Location identification entries
● ● ● ●
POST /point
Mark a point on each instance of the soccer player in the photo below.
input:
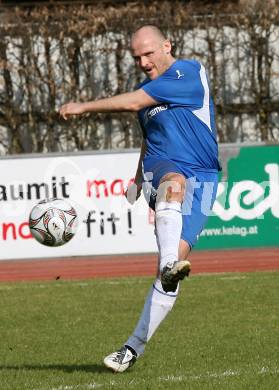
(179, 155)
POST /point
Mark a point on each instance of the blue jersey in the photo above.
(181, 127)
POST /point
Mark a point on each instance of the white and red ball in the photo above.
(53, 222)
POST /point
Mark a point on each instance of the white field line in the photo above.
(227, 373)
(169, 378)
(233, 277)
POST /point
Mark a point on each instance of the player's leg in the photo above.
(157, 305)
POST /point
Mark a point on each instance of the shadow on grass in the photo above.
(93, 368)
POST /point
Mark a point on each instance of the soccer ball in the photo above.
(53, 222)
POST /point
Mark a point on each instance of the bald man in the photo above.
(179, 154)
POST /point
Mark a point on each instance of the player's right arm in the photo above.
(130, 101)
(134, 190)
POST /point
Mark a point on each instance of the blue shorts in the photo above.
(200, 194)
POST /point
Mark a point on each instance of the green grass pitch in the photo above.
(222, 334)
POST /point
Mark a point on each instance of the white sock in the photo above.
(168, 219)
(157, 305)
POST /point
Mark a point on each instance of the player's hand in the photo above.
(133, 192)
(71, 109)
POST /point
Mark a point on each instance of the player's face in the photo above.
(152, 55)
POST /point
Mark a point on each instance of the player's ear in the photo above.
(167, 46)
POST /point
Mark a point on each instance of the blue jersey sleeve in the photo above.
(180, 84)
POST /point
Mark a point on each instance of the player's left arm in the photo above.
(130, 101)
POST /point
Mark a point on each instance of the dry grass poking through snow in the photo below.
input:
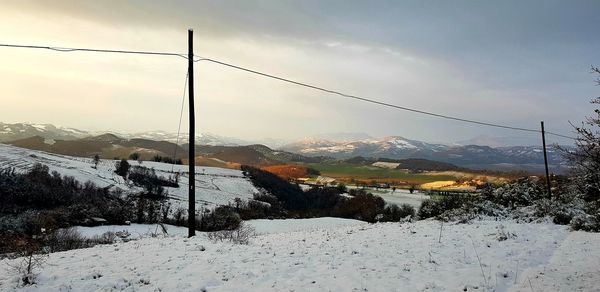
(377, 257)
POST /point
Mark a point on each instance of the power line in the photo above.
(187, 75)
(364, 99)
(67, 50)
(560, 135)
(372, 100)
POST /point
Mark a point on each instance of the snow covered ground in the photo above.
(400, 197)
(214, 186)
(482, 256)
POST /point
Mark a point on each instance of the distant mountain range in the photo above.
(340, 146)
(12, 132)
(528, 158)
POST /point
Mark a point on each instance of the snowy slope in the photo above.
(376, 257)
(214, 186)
● ● ● ●
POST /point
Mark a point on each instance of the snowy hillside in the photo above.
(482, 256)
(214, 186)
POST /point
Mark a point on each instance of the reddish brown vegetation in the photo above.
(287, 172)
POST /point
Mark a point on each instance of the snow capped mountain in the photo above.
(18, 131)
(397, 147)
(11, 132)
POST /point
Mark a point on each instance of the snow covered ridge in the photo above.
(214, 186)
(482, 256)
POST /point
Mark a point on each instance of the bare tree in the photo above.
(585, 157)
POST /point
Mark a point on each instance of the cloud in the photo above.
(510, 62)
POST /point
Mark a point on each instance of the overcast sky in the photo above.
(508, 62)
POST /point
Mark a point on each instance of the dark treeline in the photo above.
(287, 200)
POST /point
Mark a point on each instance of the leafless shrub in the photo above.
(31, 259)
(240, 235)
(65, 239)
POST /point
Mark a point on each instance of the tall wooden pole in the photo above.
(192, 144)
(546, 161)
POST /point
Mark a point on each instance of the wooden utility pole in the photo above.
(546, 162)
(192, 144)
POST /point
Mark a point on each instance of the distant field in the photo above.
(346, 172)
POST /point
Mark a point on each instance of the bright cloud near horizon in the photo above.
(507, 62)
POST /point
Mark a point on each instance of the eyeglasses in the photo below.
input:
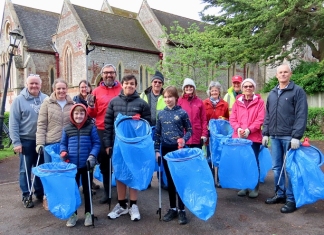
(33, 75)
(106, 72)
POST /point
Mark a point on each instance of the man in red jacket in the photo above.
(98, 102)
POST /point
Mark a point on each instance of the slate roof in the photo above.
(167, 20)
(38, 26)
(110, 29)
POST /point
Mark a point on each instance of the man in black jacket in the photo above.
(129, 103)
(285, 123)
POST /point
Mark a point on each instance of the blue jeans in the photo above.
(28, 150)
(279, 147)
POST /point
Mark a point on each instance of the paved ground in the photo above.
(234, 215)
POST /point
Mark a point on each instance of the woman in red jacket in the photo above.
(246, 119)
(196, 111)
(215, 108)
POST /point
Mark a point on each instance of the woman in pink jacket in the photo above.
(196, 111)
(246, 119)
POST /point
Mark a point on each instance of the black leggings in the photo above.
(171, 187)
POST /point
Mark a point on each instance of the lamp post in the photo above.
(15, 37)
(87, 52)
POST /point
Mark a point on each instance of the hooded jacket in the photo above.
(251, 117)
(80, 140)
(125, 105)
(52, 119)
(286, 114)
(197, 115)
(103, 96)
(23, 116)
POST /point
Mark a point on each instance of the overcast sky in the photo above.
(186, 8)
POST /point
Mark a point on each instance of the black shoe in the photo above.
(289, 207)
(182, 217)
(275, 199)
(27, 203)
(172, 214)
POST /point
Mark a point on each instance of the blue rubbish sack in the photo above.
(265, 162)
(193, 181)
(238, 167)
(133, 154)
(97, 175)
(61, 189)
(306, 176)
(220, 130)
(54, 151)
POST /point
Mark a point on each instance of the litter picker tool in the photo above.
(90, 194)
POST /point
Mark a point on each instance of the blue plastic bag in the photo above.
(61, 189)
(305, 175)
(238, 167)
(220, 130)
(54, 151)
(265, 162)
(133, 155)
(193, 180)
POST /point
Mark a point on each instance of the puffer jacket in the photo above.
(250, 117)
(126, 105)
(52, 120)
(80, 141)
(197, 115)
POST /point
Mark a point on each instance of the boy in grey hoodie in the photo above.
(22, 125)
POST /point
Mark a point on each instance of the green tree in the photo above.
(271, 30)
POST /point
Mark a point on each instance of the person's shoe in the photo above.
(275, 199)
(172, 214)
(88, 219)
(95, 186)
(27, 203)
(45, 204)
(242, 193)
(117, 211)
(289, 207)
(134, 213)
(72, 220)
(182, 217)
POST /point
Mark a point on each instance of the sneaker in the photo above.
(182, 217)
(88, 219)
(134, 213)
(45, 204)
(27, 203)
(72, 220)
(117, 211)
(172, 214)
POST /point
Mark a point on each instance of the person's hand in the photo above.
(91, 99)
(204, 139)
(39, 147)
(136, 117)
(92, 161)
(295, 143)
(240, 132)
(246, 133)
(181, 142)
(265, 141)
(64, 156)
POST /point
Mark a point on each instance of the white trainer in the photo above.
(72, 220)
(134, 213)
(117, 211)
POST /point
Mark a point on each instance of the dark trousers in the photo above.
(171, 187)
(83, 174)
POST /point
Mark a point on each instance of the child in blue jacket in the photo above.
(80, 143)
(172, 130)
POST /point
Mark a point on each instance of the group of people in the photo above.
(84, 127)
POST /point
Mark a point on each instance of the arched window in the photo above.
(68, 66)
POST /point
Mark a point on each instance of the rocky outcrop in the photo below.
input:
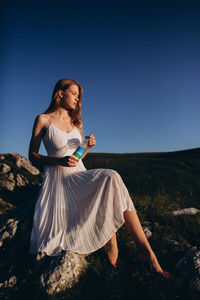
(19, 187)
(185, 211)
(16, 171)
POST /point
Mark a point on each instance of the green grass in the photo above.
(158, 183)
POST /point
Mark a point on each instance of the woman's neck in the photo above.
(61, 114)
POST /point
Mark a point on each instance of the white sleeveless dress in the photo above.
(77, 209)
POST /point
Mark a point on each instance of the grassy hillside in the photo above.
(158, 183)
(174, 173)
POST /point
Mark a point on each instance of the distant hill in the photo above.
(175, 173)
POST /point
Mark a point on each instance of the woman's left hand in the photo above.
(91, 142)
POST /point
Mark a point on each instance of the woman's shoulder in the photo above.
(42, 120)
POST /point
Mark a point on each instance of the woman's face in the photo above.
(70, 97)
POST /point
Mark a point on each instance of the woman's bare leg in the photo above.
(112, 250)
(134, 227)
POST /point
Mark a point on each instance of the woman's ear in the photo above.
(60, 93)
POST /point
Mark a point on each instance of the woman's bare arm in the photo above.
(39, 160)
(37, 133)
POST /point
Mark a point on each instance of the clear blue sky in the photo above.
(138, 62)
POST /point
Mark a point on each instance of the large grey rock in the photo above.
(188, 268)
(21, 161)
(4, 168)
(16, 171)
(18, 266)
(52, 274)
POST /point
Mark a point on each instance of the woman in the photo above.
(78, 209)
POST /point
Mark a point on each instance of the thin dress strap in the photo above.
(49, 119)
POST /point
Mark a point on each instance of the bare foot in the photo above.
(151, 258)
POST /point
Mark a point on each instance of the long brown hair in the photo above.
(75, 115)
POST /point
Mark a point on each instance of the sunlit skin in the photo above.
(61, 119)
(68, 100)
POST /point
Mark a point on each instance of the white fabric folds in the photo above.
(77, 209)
● ● ● ●
» **Required task**
Pick out every line in the entries above that contains the word "below", and copy each one in full. Matching is case-sensitive.

» **Complete output**
Mark a point on each instance of the soccer player in the photo below.
Mark a point on each instance of the dry grass poking through snow in the photo below.
Mark a point on each instance of the eyeglasses in the photo below.
Mark a point on each instance of the rocky outcrop in the photo below.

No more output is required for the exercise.